Task: Provide the count of lines below that include the word "reply", without any accompanying remarks.

==*==

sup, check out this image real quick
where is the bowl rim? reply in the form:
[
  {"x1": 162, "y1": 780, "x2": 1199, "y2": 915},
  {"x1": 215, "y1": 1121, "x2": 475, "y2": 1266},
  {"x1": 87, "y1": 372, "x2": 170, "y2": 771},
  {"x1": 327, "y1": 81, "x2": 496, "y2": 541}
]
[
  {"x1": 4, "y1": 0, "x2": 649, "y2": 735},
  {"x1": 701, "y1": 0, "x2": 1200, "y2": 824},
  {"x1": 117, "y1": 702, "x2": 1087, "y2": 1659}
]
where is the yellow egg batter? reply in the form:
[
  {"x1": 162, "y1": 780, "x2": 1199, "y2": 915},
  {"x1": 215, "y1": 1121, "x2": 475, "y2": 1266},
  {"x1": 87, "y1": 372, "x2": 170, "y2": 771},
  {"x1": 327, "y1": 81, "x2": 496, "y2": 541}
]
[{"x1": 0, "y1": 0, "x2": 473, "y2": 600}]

==*==

Problem solution: 2